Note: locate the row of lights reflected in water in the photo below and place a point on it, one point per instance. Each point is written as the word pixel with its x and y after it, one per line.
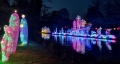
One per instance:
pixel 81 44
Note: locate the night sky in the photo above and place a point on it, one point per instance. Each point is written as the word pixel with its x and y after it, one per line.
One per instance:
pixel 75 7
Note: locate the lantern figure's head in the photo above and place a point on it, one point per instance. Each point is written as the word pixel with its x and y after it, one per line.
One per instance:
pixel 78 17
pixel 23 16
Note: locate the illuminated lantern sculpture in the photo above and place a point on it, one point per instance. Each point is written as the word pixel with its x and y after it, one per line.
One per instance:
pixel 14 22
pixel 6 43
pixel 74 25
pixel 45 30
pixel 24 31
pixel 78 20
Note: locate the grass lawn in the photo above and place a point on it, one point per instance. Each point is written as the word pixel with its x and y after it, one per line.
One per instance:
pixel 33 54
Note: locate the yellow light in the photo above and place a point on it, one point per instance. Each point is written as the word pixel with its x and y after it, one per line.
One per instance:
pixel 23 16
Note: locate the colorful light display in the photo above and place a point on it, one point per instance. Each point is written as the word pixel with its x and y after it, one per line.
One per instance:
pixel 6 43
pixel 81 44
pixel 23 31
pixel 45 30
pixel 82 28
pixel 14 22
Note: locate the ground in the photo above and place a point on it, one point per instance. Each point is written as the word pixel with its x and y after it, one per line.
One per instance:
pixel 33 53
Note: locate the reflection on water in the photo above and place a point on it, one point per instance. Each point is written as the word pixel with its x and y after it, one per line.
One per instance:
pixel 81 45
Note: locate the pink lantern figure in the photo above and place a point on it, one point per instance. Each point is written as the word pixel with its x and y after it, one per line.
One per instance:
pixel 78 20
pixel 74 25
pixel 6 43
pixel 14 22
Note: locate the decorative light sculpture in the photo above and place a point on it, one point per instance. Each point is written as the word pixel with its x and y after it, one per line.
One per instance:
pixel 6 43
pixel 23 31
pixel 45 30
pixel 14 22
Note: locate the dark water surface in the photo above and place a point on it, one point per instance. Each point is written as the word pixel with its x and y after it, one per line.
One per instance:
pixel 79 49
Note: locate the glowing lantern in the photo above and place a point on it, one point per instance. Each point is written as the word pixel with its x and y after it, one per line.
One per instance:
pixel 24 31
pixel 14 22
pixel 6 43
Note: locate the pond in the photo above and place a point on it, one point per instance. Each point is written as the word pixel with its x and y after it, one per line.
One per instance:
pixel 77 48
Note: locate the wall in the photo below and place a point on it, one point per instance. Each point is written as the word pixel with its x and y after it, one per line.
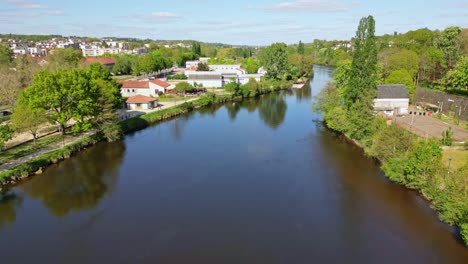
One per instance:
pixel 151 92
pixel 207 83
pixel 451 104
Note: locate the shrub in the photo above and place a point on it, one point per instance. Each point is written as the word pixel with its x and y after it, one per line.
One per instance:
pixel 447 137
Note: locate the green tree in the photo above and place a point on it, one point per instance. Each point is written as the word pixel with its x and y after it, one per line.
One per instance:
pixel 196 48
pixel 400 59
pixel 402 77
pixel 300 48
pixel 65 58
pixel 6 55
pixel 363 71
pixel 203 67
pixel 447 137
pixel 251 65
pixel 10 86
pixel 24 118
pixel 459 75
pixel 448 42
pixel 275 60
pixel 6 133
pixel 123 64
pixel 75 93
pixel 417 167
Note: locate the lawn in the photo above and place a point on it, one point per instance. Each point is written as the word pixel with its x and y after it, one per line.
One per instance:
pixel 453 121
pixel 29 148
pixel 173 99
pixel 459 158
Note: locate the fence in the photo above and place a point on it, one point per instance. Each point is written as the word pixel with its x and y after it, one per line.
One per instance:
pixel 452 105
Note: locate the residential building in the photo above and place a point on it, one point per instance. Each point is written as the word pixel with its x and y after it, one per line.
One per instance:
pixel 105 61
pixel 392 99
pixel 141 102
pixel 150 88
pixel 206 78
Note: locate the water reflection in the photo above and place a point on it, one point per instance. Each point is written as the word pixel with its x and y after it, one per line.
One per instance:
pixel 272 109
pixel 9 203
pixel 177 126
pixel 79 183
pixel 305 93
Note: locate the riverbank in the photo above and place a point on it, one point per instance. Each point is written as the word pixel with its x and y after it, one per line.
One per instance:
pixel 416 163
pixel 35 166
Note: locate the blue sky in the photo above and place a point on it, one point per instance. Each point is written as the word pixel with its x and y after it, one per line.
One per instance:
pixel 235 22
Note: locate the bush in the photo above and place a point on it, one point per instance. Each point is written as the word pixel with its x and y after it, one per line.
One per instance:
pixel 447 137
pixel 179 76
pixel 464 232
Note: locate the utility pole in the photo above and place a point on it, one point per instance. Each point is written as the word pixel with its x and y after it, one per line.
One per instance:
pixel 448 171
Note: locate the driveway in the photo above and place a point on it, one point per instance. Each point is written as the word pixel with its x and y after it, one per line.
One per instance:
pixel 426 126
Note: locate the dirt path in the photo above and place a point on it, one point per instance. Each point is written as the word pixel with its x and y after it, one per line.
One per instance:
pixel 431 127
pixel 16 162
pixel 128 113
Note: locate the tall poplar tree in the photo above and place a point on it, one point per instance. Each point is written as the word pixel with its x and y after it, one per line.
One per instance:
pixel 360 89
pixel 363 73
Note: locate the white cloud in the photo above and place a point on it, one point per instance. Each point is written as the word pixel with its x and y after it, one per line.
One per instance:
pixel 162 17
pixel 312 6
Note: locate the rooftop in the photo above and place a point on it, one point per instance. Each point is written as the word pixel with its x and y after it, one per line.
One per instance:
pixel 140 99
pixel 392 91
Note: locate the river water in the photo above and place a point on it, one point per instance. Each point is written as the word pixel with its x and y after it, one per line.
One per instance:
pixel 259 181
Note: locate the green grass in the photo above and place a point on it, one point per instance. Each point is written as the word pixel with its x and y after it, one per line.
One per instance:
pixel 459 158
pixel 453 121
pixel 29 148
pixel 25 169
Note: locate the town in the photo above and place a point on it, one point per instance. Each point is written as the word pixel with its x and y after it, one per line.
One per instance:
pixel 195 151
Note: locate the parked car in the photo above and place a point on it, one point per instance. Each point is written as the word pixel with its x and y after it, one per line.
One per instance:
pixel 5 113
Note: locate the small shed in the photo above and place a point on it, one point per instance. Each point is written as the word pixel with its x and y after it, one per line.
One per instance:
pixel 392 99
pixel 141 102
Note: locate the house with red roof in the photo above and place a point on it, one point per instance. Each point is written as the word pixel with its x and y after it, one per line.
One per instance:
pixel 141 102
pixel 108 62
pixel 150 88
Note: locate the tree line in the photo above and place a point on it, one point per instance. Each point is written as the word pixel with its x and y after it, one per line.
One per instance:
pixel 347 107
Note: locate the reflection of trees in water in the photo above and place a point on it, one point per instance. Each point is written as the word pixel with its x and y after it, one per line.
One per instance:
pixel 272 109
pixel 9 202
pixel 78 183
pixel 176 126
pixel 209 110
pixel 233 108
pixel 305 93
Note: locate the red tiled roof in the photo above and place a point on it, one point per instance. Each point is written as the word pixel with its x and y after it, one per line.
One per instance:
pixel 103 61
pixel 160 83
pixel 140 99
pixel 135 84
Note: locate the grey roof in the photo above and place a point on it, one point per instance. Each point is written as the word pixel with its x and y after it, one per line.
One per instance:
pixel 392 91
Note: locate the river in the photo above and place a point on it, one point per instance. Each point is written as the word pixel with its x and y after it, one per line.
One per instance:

-=-=-

__Work order__
When you copy the entries, keep every word exactly as it stands and drop any pictures.

__Answer for this exercise__
Note: locate the row of lights reflected in water in the photo below and place a point on it, one point per instance. Each point is written as the word pixel with its x and y after it, one per line.
One per instance:
pixel 81 44
Note: locate the night sky in the photo above and place a point on it, one point per instance. Each point is written as the word pixel with its x and y after it, one per line.
One per instance:
pixel 75 7
Note: locate the lantern figure's head in the photo above and place a point on it, one point per instance. Each point is written as the word pixel with its x and y after it, one per line.
One per instance:
pixel 78 17
pixel 23 16
Note: locate the illuminated lantern sculpture in the photo above and place a point on it, one point per instance. Each point is written as the word pixel with its x and y after it, one per line.
One per instance:
pixel 14 22
pixel 6 43
pixel 74 25
pixel 45 30
pixel 24 31
pixel 78 20
Note: locate the grass lawn in the photo above and place a point on it, one point per instance. Each point is written as the word pixel with its x and y after it, one per line.
One per instance:
pixel 33 54
Note: locate the yellow light in the photo above and place a point on it, one point per instance. Each point is written as the word pixel with its x and y after it, one per line.
One per instance:
pixel 23 16
Note: locate the colorful light display in the photo above and place a point on it, one point per instance. Each point is written as the word pixel with its x and y after it, one per line.
One per instance:
pixel 6 43
pixel 81 44
pixel 23 31
pixel 45 30
pixel 82 28
pixel 14 22
Note: locate the ground in the photo above and place a point on it, one point per instance. Each point is written as the word pixel with its x and y after it, one per line.
One per instance:
pixel 33 53
Note: locate the reflection on water in the photo above and place a point on it, one point per instance. Each point is written as the word pixel with its x and y after it, one per line.
One per instance:
pixel 81 45
Note: locate the pink lantern figure in the photo above and place a point on it, one point per instance. Each point is written as the word pixel with its x and y after it, one per line.
One per instance:
pixel 78 20
pixel 74 25
pixel 6 43
pixel 14 22
Note: locate the decorative light sculpture in the photo above and place a point on it, one point per instance. Each point is written as the word pixel with its x and y after it, one per line.
One per instance:
pixel 6 43
pixel 23 31
pixel 45 30
pixel 14 22
Note: locate the dark water surface in the photo above and place a point on it, one point per instance. Each point is written as the word pixel with its x and y after it, one per line.
One per instance:
pixel 79 49
Note: locate the glowing lantern in the photo above and place a point on it, one point per instance. Each point is written as the word pixel with its x and y after it, one per line.
One per instance:
pixel 24 31
pixel 14 22
pixel 6 43
Note: locate the pond in the photo above and place a point on it, one point per instance. Each point is written as the word pixel with its x and y after it, one per line.
One per instance:
pixel 77 48
Note: locate the wall in the photo below and place a point on it, one point per instance. Each point is written as the word pixel with its x and y after it, one per line.
One per instance:
pixel 151 92
pixel 207 83
pixel 451 104
Note: locate the shrub in the photo above and place a point on it, one point per instance. Each point is written as the word pixel with its x and y after it, one per line.
One per instance:
pixel 447 137
Note: locate the green tree in the photo above and place a point on it, one point per instance. Each point is written as the word pixel with its x and y after it, one per line.
One per instance:
pixel 196 48
pixel 400 59
pixel 402 77
pixel 300 48
pixel 65 58
pixel 6 55
pixel 363 71
pixel 203 67
pixel 447 137
pixel 251 65
pixel 10 86
pixel 24 118
pixel 459 75
pixel 448 42
pixel 275 60
pixel 6 133
pixel 123 64
pixel 75 93
pixel 417 167
Note: locate the lawn in the photo above and place a point on it, one point per instance. Each point is written as the word pixel with its x and y after it, one per line.
One per instance:
pixel 453 121
pixel 29 148
pixel 173 99
pixel 459 158
Note: locate the fence in the photo above and place a point on it, one point per instance. Each point is written as the word pixel with its x and y after it, one per line.
One per instance:
pixel 452 105
Note: locate the residential building in the photo above and place a point on it, one point per instance. Each point is written as the word pixel with its x and y after it, one per line.
One per instance:
pixel 105 61
pixel 392 99
pixel 141 102
pixel 150 88
pixel 206 78
Note: locate the water reflection in the photo above and place a point on it, one point per instance. Each point is written as the word pixel with its x and y after it, one per line.
One per instance:
pixel 272 109
pixel 9 203
pixel 177 126
pixel 79 183
pixel 305 93
Note: locate the riverbank in the photo above and place a point on it, one point per instance. Each point is written as the word pixel with its x and y after it, one per line.
One per instance:
pixel 416 163
pixel 35 166
Note: locate the blue sky in the photo above and place a point on it, one point per instance. Each point is written as the word pixel with its x and y after it, one per line.
One per instance:
pixel 235 22
Note: locate the bush in the photo above and place a point on it, one point per instance. Each point is written as the word pixel with its x and y after it, one per line.
One per instance:
pixel 447 137
pixel 179 76
pixel 464 232
Note: locate the utility pole in the photo above and place a point on it, one point per instance. Each point is written as the word pixel with its x and y after it, one per line.
One per instance:
pixel 448 171
Note: locate the driveway in the photo above and place a point on it, one point per instance. Each point is written as the word pixel with its x and y after it, one per line.
One per instance:
pixel 426 126
Note: locate the dirt path in the photo above and place a point on it, one point per instance. Each point is written as the word pixel with its x and y after it, one per line.
One per instance:
pixel 431 127
pixel 16 162
pixel 128 113
Note: locate the tall poplar tree in the photo above and place a point on it, one point per instance. Each point is written as the word pixel with its x and y after it, one per line.
One per instance:
pixel 360 89
pixel 363 73
Note: locate the white cloud in the photo above and place a point on it, one point per instance. Each point is written as the word pixel with its x and y after it, one per line.
One per instance:
pixel 162 17
pixel 312 6
Note: locate the rooftop in the photo above and place a point on it, one point per instance. Each point is written as the word pixel with its x and y after it, one per line.
One per instance:
pixel 140 99
pixel 392 91
Note: locate the river water in the photo above and place a point on it, one point per instance. Each point is written as the word pixel with its x and y after it, one per line.
One per instance:
pixel 259 181
Note: locate the green grass in the photo above and place a point on it, one point per instance. Each point is written as the word pixel with its x and y after it, one per line.
One per instance:
pixel 459 158
pixel 453 121
pixel 29 148
pixel 25 169
Note: locate the town in the photo above and place a point on it, one point per instance. Each point is written as the word pixel with its x and y after it, one per line.
One per instance:
pixel 195 151
Note: locate the parked car in the photo above and place a point on it, one point per instance. Each point is written as the word pixel with its x and y after it, one per line.
One per instance:
pixel 5 113
Note: locate the small shed in the photo above and place a point on it, one point per instance. Each point is written as the word pixel with its x and y after it, one per line.
One per instance:
pixel 392 99
pixel 141 102
Note: locate the house with red roof in the photo above and place a point on it, one point per instance. Each point is written as the word pixel with its x and y after it, one per line.
One per instance:
pixel 141 102
pixel 108 62
pixel 150 88
Note: locate the tree line in the photo above and place a point on it, one point per instance. Each point is written as the word pixel with its x and y after it, one per line.
One per instance:
pixel 347 107
Note: locate the reflection of trees in water in the photo above and place a point on it, one point per instance. Each point is written as the word pixel with its x and y after it, one per line.
One per instance:
pixel 272 109
pixel 9 202
pixel 78 183
pixel 176 126
pixel 209 110
pixel 233 108
pixel 305 93
Note: locate the red tiled roof in the photo above and place a point on it, one point per instance. Each point is written as the word pixel with its x and y after it, one per line.
One per instance:
pixel 103 61
pixel 160 83
pixel 140 99
pixel 135 84
Note: locate the grey roof in the photo above and place a point on it, one point per instance. Each point is written as the word pixel with its x and y after it, one per line.
One per instance:
pixel 392 91
Note: locate the river in the photo above and place a point on it, one point per instance. Each point is written as the word pixel with its x and y after it, one per line.
One per instance:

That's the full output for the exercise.